- _Available records_
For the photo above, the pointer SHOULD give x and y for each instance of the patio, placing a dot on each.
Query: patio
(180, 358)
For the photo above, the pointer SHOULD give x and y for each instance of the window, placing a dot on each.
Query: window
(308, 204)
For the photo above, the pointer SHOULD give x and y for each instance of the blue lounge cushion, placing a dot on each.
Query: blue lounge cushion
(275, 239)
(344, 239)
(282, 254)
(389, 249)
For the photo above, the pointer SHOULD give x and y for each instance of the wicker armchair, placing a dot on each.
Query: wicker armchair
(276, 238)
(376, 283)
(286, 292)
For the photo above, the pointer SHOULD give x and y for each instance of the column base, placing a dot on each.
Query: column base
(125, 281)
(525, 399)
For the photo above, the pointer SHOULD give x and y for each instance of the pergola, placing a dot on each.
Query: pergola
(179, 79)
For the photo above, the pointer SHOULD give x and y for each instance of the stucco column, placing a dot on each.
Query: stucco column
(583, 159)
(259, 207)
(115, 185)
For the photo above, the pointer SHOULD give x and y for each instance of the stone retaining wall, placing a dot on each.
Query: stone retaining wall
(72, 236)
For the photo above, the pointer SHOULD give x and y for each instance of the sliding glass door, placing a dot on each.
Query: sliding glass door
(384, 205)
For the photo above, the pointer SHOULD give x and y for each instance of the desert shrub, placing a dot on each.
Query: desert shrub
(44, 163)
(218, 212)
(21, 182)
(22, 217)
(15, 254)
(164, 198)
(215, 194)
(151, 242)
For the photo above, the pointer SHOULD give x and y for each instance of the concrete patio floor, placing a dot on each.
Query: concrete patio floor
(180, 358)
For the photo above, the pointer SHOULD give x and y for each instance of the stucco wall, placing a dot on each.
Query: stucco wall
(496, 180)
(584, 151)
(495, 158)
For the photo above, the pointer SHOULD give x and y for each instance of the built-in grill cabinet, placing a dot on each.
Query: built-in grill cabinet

- _Exercise description_
Copy every one of the items above word for word, with nothing changed.

- _Exercise result_
For the photo above, the pointer SHOULD give x and y for each instance of the patio, placing a dot on each.
Query: patio
(180, 358)
For the photo above, the pointer SHOULD give x and y for each instance of the window, placing a dot on each.
Query: window
(308, 204)
For the photo above, the pointer SHOULD give x and y for each instance of the blue lounge cushion, placing a dot on each.
Query: blue lounge cushion
(275, 239)
(344, 239)
(282, 254)
(389, 249)
For the photo above, the pointer SHOULD give x and y for each instance of the wicker armchair, placing a dot on each.
Query: wicker armchair
(276, 238)
(376, 283)
(286, 292)
For the photo above, the pointer SHOULD give x and y for each instance of the column base, placing a dot on each.
Query: column base
(125, 281)
(525, 399)
For the photo above, the pointer SHOULD give x and y for each instance of the pergola, placing a dot on each.
Query: pergola
(179, 79)
For the photo above, the pointer SHOULD give x and y for each instance of the stucco column, placing a dot on each.
Query: stucco column
(583, 159)
(259, 207)
(115, 185)
For the photo above, the pointer SHOULD give x and y for each instance of the stone retaining wall, placing a dot on each.
Query: stone retaining wall
(72, 236)
For the photo above, the pointer SHOULD give x and y for each instance of the sliding glass door, placing a dot on each.
Query: sliding glass door
(384, 205)
For the photo above, the pointer SHOULD give x and y for each instance of the desert shrub, placing a dot on each.
Query: desert shrub
(44, 163)
(218, 212)
(21, 182)
(22, 217)
(15, 254)
(164, 198)
(215, 194)
(151, 242)
For the photo above, the pointer SHOULD give x and y for each instance of the concrete patio floor, placing a dot on each.
Query: concrete patio floor
(180, 358)
For the photo above, the pointer SHOULD give x and y for each instance of the stucco wall, placing a dot on each.
Query: stucco wall
(496, 180)
(584, 151)
(495, 158)
For the photo above, the pointer SHOULD give x and y for each instance of the built-in grill cabinet, placing a dot on each.
Query: built-in grill cabinet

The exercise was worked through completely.